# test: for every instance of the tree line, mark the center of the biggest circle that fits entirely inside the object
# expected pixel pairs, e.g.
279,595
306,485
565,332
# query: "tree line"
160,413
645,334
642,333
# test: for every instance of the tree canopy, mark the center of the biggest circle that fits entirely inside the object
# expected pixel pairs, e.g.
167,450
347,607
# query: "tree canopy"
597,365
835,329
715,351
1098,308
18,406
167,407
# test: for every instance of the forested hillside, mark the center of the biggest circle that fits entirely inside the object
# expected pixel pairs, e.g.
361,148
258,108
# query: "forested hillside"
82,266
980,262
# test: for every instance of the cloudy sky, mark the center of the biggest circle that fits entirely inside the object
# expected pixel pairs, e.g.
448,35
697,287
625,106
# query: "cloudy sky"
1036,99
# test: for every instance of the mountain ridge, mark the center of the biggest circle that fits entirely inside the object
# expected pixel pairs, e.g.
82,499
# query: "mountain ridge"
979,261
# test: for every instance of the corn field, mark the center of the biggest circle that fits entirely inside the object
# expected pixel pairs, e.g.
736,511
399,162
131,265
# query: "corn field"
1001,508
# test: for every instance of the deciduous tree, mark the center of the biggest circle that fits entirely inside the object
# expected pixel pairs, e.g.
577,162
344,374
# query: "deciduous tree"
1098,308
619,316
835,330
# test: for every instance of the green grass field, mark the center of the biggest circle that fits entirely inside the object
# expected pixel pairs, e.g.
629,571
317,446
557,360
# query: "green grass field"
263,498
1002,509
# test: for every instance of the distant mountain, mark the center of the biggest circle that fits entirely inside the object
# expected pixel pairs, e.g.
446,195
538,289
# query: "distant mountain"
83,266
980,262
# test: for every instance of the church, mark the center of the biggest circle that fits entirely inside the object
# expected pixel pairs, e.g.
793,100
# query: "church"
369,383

---

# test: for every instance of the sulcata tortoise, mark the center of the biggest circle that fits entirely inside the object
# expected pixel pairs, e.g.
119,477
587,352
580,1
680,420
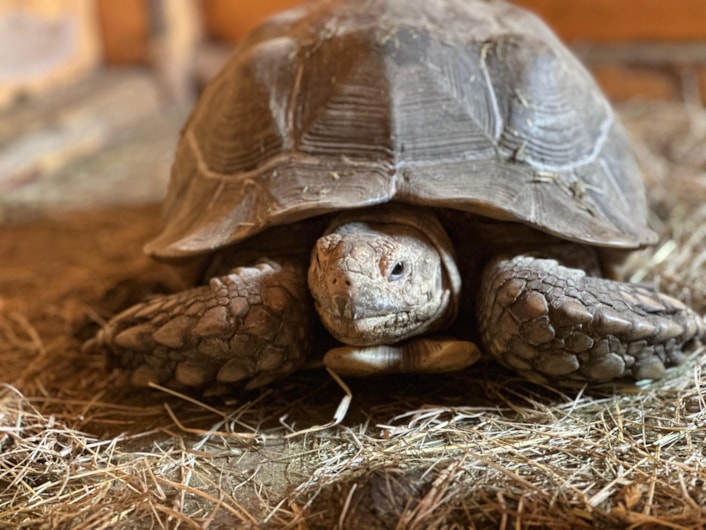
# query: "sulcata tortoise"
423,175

Problem to solve
Locate every line of the material that contains the string "fits" and copy each of those lines in full.

Answer to the task
# test: for every instance of the tree line, mark the center of the biggest circle that fits entirely inside the object
# test: for every instance of the tree canopy, mark the center of the biggest circle that fits entirely inside the object
# test: for every instance of the forested hillside, mark the center of the biggest circle that fits entirely inside the object
# test: for every instance of the cloudy sky, mark the center of the biggest circle that fits entirely inside the object
# test: for every instance of the mountain ridge, mark the center of the biggest circle that fits entirely inside the object
# test: for every instance of the corn field, mark the center of the biggest circle that fits entirely inside the object
# test: for every instance of the deciduous tree, mark the center of the biggest circle that fits entirely inside the object
# test: for every instance of the green grass field, mark the center of the biggest circle that fits entirely inside the object
# test: for every instance of the distant mountain, mark the center of the biggest circle that fits entirely inside the object
# test: for every instance of the church, mark the center of the biggest circle that fits entirely inside the object
# test: for every instance of the sulcata tortoise, mark the center of the biggest circle that fits entirely inside the object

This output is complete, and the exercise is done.